(Given passage)
◇ ◇ ◇ ◇

Breastfeeding Education in Secondary Schools—Research and Application for Lactation Professionals

After studying biology at Meredith College in North Carolina, Nicola Singletary, PhD, MAT, IBCLC spent the early part of her career sharing her love of science with middle school students. It was not until after the birth of her first child in 2007 and the challenges she faced breastfeeding that she became interested in pursuing a career in breastfeeding support. She enrolled at North Carolina State University to study human nutrition and completed the Mary Rose Tully Training Initiative through the Carolina Global Breastfeeding Institute at UNC Chapel Hill in 2012. In the fall of 2013, she opened Harmony Lactation, LLC with the goal of helping mothers meet their breastfeeding goals. She recently completed her PhD in Nutrition and is a postdoctoral researcher at NCSU; her research focuses on breastfeeding education. She is also co-owner of Next Level Lactation, an educational and consulting company for lactation professionals.

◇ ◇ ◇ ◇

(Given information)
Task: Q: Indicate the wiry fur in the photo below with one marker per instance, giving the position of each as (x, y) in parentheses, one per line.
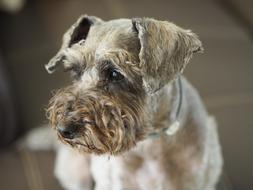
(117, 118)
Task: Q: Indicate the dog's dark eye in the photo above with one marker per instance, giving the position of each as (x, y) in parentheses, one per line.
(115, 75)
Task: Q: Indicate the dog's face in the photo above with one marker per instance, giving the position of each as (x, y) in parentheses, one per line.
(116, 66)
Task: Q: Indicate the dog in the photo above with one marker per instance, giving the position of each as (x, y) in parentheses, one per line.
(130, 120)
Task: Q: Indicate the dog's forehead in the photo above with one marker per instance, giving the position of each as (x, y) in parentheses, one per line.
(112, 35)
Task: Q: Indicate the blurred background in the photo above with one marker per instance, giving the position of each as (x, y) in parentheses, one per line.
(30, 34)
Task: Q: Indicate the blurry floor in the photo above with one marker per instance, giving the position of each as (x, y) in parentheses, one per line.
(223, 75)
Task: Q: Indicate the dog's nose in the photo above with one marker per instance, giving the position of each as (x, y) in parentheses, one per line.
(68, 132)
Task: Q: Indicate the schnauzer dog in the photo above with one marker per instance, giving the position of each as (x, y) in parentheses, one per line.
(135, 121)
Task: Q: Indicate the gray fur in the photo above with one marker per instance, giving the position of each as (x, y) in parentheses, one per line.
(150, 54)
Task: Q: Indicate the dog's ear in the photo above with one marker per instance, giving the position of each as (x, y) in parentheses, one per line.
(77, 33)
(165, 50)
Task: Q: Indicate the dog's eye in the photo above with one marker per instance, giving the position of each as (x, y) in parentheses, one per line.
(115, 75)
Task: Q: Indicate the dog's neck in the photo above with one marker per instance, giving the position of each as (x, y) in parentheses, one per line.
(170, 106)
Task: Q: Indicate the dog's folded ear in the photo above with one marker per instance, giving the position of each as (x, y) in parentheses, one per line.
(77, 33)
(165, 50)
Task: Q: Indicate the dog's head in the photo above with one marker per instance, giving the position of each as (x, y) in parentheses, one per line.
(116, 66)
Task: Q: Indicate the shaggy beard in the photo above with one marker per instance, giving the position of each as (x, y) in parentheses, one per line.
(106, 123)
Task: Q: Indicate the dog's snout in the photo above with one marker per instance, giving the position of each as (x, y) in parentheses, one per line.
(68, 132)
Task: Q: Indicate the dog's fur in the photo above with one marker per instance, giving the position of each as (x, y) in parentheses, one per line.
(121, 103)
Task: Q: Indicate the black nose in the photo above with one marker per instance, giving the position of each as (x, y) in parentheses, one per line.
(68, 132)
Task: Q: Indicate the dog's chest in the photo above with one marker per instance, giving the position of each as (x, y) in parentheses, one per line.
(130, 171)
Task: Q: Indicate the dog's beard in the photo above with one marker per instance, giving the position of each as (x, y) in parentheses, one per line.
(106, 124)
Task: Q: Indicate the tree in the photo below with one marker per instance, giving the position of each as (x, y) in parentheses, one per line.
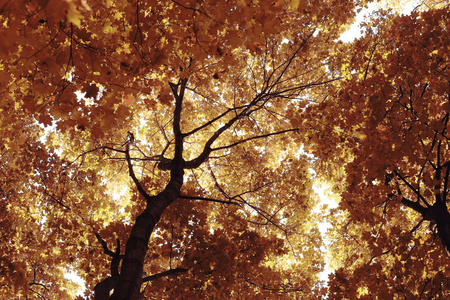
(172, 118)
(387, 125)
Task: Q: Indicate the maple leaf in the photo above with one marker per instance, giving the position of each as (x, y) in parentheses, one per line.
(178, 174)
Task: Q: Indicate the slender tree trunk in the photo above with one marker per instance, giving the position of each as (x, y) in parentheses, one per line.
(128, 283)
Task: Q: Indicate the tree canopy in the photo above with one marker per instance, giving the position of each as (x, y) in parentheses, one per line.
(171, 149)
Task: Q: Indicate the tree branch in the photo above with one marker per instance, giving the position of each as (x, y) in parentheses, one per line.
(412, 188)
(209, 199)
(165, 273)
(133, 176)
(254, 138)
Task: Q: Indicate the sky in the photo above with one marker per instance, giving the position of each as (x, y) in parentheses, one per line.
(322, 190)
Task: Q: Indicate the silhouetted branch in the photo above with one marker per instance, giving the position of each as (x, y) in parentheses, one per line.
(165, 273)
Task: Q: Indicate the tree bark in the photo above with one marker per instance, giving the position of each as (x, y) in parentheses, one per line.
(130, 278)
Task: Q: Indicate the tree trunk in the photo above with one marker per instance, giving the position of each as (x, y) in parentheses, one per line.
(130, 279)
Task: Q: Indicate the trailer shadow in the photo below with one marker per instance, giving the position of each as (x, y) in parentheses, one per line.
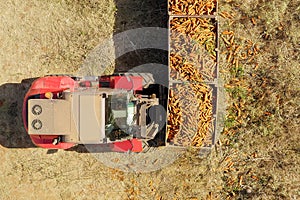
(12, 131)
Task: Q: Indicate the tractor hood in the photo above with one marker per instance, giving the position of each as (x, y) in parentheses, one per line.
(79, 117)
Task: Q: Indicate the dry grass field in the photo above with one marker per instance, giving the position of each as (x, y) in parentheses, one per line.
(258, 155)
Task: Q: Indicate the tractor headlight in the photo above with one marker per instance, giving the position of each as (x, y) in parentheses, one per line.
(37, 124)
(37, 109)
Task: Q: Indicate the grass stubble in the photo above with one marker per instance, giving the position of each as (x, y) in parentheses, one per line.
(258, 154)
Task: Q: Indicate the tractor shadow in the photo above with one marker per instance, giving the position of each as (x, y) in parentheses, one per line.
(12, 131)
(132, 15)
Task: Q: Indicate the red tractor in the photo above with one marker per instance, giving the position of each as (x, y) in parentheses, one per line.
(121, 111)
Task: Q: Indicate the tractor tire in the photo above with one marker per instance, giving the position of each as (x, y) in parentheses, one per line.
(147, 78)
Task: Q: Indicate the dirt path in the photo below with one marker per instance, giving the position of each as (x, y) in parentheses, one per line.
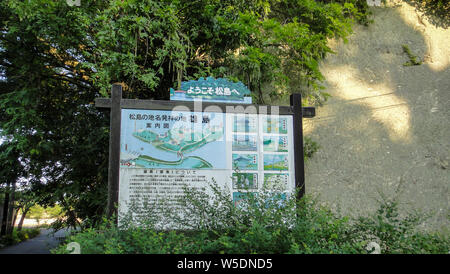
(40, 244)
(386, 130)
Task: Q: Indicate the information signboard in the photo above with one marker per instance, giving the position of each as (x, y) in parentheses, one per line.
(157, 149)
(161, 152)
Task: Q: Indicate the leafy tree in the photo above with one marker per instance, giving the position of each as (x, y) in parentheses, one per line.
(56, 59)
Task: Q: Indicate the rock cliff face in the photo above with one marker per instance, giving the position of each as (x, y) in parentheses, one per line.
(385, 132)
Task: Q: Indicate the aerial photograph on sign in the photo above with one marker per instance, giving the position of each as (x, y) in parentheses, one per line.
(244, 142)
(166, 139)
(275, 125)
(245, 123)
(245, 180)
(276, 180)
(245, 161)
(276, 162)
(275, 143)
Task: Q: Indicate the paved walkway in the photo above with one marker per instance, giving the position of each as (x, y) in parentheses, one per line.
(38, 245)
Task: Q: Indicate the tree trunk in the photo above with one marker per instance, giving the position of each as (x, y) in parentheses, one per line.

◇ ◇ ◇ ◇

(Work to complete)
1. In the breastfeeding education text, when did Nicola Singletary open Harmony Lactation, LLC?
2. Write what comes next in the breastfeeding education text, starting after its final sentence.
The material has no connection to the breastfeeding education text.

(Answers to the tasks)
1. In the fall of 2013.

2.
Topic: Funny Tasting Milk: The Biochemistry and Clinical Applications of Human Milk Oxidation vs. High Lipase Action - [View Abstract]
As part of efforts to increase breastfeeding initiation and duration, educational interventions aimed to increase awareness and positive attitudes towards breastfeeding beginning during the school years are recommended by the World Health Organization and UNICEF UK. Breastfeeding education in the school setting offers the opportunity to introduce the topic to a wide range of students from a variety of socioeconomic and cultural backgrounds. The purpose of this presentation is to 1) present a critical review of the literature regarding stakeholder views of breastfeeding education programs in schools, 2) explore ongoing mixed methods research on North Carolina family and consumer science teacher attitudes and practices relating to infant feeding education in the secondary classroom, and 3) make recommendations for opportunities for lactation professionals to promote breastfeeding education in schools.

Breastfeeding Support for Young Mothers From a Maternity Shelter: A Qualitative Study

Rosann Edwards is an Assistant Professor in the Department of Nursing and Health Sciences at the University of New Brunswick Saint John, an experienced front line public health nurse, and lactation consultant. She is also a third-degree karate black belt, and mother of boys. Rosann’s research and community work focuses on breastfeeding, the transition to motherhood, maternal satisfaction with breast/infant feeding, mothering in the shelter system, and empowering vulnerable populations of women and their children. She is the co-editor of the recent Demeter Press Anthology Breasts across Motherhood: Lived Experiences and Critical Examinations.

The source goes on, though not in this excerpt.